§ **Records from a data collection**
+ + +

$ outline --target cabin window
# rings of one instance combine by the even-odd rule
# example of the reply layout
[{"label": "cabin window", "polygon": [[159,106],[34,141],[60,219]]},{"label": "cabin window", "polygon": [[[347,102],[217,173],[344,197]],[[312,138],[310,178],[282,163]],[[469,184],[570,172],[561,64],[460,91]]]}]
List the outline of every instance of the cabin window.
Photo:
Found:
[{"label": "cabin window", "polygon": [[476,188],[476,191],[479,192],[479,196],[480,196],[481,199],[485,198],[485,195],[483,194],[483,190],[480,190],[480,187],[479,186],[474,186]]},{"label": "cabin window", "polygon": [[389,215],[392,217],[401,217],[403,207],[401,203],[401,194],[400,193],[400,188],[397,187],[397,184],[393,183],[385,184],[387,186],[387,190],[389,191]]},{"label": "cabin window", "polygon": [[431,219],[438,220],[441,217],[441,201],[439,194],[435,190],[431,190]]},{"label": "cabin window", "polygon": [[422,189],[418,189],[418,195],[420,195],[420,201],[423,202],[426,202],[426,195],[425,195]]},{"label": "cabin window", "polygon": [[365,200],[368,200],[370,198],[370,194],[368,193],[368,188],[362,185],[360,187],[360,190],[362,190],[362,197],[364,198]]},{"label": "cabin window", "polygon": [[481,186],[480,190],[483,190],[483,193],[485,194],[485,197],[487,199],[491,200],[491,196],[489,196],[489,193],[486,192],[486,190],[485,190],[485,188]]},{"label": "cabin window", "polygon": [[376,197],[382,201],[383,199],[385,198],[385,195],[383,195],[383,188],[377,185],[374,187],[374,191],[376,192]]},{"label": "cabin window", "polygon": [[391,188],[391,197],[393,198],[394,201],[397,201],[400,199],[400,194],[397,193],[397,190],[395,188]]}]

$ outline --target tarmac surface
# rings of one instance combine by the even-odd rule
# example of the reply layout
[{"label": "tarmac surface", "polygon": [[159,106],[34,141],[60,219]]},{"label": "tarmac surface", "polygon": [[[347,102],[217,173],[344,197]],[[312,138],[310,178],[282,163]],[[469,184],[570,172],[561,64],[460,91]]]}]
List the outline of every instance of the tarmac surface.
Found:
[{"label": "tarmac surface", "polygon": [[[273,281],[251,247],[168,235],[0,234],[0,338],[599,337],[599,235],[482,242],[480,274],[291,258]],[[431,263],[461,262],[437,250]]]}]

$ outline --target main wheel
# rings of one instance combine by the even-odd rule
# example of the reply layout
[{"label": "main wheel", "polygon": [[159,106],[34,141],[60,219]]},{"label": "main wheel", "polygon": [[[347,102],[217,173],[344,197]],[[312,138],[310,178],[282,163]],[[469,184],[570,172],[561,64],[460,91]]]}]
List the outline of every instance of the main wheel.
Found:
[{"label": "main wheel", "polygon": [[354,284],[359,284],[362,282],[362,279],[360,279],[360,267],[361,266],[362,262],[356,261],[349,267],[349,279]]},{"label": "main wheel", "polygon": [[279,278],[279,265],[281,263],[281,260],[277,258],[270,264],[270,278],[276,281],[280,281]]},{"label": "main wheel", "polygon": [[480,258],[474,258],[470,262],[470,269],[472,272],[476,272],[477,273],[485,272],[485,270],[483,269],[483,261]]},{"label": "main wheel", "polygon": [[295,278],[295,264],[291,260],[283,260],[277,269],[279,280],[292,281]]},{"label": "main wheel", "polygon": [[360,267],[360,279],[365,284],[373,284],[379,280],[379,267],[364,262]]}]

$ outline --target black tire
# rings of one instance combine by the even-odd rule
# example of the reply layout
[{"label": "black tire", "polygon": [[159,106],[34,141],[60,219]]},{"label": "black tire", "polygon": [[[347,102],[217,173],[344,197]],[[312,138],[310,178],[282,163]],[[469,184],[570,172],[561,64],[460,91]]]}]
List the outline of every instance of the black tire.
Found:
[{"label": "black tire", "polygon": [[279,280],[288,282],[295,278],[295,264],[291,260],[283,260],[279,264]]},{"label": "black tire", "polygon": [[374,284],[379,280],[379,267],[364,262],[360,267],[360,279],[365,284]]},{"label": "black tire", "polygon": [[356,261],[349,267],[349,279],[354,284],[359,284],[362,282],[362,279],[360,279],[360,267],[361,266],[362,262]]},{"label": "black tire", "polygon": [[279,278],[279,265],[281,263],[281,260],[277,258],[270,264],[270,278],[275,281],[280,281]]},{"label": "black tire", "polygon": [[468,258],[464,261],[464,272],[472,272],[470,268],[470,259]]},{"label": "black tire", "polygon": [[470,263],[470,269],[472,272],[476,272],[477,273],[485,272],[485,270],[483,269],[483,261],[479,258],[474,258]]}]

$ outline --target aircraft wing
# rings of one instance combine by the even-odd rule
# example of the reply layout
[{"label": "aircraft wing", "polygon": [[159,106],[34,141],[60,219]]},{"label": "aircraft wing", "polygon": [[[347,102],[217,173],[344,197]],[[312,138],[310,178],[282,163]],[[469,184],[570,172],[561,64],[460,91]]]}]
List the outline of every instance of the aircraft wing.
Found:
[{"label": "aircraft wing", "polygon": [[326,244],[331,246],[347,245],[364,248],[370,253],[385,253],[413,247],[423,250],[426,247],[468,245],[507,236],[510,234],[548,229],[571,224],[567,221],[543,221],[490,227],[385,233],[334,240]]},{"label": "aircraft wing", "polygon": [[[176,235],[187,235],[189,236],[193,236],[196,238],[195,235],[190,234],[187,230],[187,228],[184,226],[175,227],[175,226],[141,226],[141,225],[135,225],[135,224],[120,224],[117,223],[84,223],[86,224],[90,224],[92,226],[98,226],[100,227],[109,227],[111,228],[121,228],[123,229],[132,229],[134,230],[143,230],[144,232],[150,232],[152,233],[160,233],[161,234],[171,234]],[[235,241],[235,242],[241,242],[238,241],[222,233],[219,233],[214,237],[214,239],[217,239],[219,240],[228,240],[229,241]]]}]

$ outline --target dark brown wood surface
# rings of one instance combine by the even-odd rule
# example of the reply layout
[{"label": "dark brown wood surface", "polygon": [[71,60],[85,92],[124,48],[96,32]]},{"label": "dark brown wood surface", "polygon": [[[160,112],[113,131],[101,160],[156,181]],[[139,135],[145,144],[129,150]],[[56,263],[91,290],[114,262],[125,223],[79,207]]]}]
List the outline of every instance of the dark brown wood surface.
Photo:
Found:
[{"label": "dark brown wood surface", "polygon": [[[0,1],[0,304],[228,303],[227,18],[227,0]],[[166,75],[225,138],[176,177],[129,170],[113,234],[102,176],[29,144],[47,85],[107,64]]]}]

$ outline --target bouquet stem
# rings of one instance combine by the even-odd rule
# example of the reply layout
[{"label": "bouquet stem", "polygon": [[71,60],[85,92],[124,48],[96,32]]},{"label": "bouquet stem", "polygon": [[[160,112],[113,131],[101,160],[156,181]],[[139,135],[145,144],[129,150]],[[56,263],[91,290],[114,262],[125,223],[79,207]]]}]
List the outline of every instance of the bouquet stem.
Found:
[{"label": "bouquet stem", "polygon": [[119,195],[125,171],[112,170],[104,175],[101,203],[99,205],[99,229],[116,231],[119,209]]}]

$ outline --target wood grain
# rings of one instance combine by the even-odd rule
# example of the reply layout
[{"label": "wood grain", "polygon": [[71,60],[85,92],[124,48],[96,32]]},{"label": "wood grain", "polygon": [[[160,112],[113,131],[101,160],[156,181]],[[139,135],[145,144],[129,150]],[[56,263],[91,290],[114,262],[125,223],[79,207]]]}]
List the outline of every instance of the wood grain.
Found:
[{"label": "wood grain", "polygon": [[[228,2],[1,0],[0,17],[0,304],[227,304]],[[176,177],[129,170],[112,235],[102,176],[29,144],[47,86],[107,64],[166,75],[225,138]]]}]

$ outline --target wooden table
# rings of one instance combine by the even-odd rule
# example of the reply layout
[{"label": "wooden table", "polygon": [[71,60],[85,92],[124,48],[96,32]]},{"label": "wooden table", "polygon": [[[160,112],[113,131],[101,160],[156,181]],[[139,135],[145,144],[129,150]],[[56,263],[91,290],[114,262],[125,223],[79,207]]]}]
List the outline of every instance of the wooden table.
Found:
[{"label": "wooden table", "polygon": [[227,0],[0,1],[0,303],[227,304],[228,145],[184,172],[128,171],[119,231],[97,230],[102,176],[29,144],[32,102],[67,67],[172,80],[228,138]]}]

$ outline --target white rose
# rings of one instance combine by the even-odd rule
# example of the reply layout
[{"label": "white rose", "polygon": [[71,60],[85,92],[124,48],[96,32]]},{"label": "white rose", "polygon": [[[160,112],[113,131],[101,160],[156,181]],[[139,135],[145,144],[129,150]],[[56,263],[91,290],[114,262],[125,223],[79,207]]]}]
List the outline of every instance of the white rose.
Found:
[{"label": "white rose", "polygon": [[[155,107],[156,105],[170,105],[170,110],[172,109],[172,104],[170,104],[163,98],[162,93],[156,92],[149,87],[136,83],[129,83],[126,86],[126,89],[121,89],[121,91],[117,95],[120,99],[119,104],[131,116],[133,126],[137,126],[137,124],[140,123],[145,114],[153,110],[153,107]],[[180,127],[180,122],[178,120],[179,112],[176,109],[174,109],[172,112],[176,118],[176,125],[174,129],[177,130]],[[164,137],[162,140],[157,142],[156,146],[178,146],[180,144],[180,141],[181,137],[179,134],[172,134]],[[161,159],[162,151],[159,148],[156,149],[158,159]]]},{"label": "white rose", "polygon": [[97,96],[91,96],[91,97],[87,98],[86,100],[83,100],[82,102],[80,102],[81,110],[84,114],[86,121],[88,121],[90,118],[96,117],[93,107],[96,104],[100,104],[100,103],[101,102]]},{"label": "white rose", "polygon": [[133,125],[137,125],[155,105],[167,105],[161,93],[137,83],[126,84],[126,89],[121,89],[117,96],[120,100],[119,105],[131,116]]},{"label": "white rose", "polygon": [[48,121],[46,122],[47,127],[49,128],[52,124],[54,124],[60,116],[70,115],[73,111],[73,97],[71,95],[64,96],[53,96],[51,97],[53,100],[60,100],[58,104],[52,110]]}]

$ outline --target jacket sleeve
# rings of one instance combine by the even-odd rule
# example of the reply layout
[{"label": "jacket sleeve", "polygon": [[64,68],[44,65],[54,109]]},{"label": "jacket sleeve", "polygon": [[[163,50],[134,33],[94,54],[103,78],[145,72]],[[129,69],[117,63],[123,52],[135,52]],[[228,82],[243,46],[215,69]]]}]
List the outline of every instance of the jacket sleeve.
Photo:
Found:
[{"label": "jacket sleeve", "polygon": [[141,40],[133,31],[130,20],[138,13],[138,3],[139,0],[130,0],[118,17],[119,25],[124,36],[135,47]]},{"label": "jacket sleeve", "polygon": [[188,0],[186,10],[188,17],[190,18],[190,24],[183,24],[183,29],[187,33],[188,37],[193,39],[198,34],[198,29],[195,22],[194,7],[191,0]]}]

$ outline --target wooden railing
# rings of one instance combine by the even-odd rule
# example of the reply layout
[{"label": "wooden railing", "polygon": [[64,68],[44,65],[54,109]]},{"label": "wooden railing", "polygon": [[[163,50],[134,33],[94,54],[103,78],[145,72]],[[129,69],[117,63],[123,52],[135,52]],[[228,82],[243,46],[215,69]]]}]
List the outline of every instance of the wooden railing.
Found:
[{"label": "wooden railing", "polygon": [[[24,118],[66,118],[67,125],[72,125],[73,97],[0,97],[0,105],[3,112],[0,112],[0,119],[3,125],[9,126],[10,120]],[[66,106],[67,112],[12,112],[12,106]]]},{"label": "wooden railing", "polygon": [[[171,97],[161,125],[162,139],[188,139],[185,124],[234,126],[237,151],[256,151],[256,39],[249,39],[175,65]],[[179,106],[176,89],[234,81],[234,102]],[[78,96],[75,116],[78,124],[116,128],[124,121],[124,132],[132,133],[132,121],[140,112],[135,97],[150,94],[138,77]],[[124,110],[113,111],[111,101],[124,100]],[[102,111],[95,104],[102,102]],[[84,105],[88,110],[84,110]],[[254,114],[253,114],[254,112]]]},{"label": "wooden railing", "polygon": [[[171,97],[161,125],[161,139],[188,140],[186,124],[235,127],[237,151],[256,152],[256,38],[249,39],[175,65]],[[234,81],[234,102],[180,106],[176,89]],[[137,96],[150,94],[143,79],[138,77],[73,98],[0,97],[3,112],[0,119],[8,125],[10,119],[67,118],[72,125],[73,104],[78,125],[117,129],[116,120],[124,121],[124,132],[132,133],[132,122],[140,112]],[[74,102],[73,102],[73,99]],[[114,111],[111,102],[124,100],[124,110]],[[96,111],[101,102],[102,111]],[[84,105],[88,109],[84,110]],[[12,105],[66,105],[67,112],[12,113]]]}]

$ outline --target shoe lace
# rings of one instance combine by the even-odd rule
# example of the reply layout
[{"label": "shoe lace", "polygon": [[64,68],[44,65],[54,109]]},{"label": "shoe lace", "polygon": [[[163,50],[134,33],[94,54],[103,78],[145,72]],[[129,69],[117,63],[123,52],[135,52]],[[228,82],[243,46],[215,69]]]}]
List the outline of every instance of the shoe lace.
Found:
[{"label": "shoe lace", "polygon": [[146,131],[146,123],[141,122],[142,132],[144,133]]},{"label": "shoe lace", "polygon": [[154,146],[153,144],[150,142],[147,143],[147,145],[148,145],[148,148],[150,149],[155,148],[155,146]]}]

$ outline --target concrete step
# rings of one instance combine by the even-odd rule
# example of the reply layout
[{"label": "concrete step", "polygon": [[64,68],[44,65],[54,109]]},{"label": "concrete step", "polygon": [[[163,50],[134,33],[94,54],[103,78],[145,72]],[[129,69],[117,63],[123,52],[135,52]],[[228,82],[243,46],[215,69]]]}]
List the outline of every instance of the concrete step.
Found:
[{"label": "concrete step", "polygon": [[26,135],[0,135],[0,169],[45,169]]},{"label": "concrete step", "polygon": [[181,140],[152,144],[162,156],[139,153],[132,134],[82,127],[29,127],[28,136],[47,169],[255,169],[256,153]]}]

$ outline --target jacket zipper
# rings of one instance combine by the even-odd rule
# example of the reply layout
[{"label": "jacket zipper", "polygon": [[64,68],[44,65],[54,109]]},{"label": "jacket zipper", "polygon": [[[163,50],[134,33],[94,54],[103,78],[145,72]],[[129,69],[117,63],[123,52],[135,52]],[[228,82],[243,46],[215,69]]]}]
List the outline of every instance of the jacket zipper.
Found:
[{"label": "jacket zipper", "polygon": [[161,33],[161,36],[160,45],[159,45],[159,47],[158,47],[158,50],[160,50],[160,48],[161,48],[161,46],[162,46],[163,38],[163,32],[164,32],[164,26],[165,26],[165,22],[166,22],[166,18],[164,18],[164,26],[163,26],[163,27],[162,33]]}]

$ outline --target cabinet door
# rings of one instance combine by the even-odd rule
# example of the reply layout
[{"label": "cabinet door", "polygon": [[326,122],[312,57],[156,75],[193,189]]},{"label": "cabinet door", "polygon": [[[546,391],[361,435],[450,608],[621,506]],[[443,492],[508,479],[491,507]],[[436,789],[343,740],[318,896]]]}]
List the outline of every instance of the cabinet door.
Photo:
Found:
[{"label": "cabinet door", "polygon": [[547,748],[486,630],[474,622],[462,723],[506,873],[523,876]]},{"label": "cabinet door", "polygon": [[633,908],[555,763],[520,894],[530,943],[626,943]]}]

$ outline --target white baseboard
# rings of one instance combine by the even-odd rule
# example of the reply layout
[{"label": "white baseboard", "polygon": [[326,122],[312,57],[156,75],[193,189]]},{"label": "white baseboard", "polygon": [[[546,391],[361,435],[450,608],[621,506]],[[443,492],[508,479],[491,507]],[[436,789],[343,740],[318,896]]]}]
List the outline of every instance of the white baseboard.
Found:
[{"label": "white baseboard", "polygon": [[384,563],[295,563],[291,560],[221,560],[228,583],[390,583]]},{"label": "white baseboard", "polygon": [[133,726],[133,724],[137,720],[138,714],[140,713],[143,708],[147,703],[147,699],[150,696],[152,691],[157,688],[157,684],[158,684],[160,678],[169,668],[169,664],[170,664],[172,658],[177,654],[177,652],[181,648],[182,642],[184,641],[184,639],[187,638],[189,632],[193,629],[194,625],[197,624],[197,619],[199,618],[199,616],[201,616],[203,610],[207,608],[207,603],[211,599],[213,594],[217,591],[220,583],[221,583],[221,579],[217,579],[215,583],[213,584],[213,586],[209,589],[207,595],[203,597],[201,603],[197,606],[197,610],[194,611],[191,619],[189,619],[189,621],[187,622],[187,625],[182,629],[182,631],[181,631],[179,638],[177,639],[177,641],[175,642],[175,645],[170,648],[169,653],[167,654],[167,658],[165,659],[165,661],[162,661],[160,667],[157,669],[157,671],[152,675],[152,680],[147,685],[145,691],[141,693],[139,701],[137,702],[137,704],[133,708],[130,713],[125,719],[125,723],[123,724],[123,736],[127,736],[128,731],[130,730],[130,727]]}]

+ + +

§ **Problem requirements**
Select every line of the records above that contains the word "door", and copy each one. Case counts.

§ **Output of the task**
$ outline --target cabinet door
[{"label": "cabinet door", "polygon": [[326,122],[312,57],[156,75],[193,189]]},{"label": "cabinet door", "polygon": [[[546,391],[361,435],[450,608],[621,506]],[[443,492],[508,479],[491,507]],[[436,789],[343,740],[318,896]]]}]
List the outline of every instance of the cabinet door.
[{"label": "cabinet door", "polygon": [[547,748],[486,630],[474,622],[462,723],[506,873],[523,876]]},{"label": "cabinet door", "polygon": [[633,908],[555,763],[520,894],[530,943],[626,943]]}]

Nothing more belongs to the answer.